◆ Exercise objective
Copy out the part of the rows below that opens with the line containing "Task: point to each instance of the woman's raised" and runs through the end of the rows, requests included. Raise every x,y coordinate in the answers by 110.

## begin

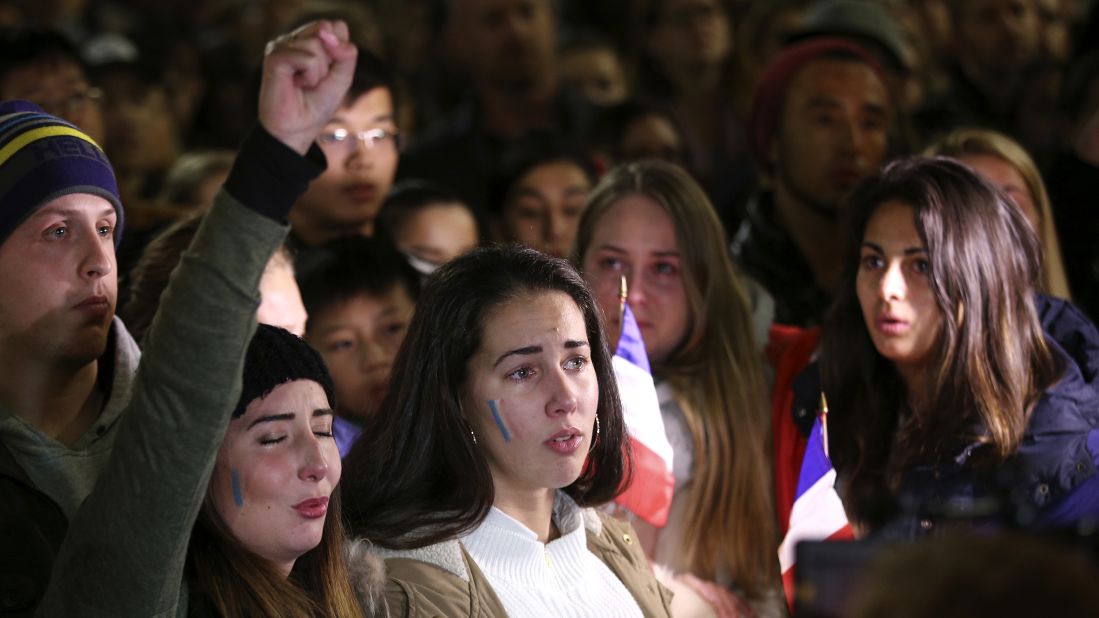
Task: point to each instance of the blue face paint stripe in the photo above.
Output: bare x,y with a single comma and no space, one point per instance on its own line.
499,420
237,496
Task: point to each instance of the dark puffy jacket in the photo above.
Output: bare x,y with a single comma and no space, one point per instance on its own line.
1051,481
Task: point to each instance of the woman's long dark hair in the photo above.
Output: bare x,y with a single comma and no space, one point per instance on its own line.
415,477
991,362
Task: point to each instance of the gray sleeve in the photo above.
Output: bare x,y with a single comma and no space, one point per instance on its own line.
125,549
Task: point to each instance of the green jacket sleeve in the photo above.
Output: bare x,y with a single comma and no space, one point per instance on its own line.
126,547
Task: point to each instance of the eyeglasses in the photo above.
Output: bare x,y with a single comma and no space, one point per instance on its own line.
372,138
71,103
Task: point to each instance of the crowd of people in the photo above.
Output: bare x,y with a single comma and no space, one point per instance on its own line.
353,353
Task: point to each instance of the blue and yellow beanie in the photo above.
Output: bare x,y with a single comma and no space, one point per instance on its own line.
43,157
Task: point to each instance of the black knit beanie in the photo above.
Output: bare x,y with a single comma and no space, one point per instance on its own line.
277,356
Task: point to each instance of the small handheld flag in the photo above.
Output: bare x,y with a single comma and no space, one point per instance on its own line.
818,512
648,495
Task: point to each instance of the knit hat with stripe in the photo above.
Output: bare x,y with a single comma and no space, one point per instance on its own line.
43,157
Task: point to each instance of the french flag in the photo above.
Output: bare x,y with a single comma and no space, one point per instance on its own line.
818,512
648,495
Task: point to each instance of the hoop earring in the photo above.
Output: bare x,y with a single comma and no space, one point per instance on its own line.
596,438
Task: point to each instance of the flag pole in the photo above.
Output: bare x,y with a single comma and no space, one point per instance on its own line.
622,294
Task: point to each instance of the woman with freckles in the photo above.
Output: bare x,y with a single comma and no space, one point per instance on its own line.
501,427
957,394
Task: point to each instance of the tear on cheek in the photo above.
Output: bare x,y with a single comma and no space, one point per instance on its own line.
237,495
495,408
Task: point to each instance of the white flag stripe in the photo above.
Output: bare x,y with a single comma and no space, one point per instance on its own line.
817,515
641,408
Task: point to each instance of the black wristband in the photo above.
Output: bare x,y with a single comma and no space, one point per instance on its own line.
268,176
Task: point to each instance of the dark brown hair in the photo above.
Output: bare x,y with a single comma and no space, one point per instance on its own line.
414,477
991,362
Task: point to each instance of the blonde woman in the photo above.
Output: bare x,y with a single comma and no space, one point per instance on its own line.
1006,164
651,222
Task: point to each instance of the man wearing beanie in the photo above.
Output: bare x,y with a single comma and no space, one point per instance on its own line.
820,122
101,473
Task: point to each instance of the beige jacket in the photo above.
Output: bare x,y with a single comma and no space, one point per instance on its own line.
443,581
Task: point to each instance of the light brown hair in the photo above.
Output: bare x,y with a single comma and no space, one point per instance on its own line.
964,142
717,374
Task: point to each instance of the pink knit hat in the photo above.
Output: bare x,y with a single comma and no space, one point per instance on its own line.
769,97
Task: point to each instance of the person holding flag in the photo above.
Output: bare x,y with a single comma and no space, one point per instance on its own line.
650,222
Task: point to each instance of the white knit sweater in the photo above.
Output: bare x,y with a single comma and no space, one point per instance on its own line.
561,577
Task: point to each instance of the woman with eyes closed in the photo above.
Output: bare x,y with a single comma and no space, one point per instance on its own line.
501,427
268,540
957,395
650,222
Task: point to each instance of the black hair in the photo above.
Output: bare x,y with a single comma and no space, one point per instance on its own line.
23,46
409,197
415,477
534,149
370,73
345,268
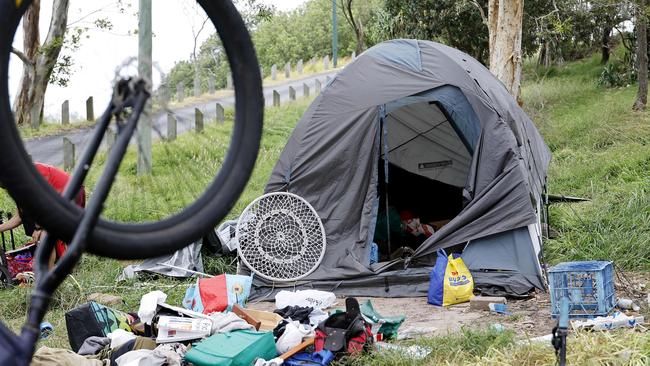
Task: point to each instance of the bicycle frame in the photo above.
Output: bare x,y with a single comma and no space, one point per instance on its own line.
19,349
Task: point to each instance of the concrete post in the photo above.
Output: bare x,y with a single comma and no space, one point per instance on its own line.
90,109
299,67
221,115
68,155
172,130
276,98
229,82
198,120
180,92
109,138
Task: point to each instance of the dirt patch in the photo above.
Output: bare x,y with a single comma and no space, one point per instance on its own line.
529,318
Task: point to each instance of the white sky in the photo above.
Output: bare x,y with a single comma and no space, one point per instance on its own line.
103,51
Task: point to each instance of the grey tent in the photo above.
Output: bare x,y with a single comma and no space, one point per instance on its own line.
448,138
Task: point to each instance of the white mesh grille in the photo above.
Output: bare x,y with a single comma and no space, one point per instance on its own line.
281,238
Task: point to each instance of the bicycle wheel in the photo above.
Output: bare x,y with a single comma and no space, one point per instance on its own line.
141,240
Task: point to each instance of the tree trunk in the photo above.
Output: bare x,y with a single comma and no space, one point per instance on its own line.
604,44
197,78
31,43
505,18
357,26
642,57
28,107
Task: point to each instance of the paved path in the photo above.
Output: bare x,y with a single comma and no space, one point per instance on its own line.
49,149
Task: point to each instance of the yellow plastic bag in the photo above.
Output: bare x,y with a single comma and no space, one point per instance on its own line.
458,282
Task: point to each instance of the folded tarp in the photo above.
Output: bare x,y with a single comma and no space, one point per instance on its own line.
185,258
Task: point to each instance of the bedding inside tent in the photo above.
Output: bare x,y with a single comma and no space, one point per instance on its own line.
424,175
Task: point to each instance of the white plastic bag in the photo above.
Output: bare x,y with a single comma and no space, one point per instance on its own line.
119,337
293,335
305,298
148,305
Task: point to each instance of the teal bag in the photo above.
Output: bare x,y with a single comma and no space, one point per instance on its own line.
388,325
238,348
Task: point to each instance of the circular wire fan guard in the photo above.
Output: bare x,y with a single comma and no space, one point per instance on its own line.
280,236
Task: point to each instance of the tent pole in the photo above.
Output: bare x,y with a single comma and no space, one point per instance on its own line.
384,135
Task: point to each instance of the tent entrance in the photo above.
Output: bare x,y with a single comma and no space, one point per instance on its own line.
427,167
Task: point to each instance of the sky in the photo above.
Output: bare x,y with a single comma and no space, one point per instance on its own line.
103,51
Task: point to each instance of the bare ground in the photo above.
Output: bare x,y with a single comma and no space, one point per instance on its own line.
529,318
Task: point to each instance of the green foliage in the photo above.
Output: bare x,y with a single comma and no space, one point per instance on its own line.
300,34
601,150
616,74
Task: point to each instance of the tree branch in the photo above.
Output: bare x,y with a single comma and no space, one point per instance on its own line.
196,36
480,9
22,56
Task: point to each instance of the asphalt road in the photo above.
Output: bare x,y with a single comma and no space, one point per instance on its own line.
49,149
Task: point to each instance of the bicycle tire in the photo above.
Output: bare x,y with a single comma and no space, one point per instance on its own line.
143,240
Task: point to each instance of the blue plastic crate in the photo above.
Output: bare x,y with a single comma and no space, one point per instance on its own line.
589,286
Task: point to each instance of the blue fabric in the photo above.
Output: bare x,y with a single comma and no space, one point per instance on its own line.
192,299
405,52
437,280
374,253
455,105
321,358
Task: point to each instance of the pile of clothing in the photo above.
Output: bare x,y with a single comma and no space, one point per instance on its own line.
214,327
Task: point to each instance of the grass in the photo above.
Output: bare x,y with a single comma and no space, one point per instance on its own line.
600,150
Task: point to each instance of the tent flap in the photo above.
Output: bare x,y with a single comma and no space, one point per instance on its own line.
447,119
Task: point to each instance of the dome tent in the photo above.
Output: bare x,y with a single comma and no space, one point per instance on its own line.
445,134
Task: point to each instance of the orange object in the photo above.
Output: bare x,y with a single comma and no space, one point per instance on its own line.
214,294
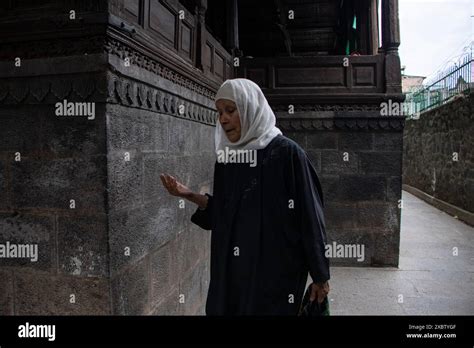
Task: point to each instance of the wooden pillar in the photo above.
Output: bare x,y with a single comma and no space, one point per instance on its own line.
390,26
373,27
232,27
201,33
390,43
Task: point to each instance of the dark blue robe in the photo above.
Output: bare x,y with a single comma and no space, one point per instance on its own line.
268,232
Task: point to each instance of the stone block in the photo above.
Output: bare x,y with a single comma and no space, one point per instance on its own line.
53,183
6,293
356,141
380,163
322,140
29,229
163,265
139,230
83,246
361,188
386,141
44,294
130,290
125,180
338,162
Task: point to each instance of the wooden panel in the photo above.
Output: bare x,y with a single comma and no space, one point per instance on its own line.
163,20
186,40
131,6
228,74
363,76
258,75
219,65
313,76
207,57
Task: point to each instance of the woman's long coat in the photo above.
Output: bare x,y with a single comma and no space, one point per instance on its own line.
268,232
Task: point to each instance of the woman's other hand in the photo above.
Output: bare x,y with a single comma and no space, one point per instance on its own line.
174,187
319,291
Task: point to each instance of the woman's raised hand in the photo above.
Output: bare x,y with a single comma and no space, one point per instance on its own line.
174,187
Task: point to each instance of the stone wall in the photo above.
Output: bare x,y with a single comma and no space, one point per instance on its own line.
360,173
123,246
53,190
438,157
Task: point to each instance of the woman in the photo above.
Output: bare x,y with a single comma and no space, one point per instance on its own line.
266,219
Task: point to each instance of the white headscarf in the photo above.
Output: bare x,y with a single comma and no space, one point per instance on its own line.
257,120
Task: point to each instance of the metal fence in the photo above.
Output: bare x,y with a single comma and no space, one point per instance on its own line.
456,79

## end

◆ Solved problem
Task: point to each instance of the woman's raised hand in the photo above.
Output: bare x,y with a single comma and no space, one point per instance on its own line.
284,297
Task: point to each instance of the stone wall in the photo above.
Output: bare x,y with a single comma and no space, one point per instance on its own line.
470,283
233,356
163,300
548,267
Task: point to each instance of the woman in the photo above.
Output: bare x,y with a single comma and no space, one point per instance on its own line.
376,329
Task: point to each instance of the white headscarf in the photo above.
Output: bare x,y with a single comma and no space, one point per instance on its own line.
367,230
Task: point to each instance of the metal fence in the photo above.
Output: bare x,y with a single comma and no space, one point per instance on its own line.
566,189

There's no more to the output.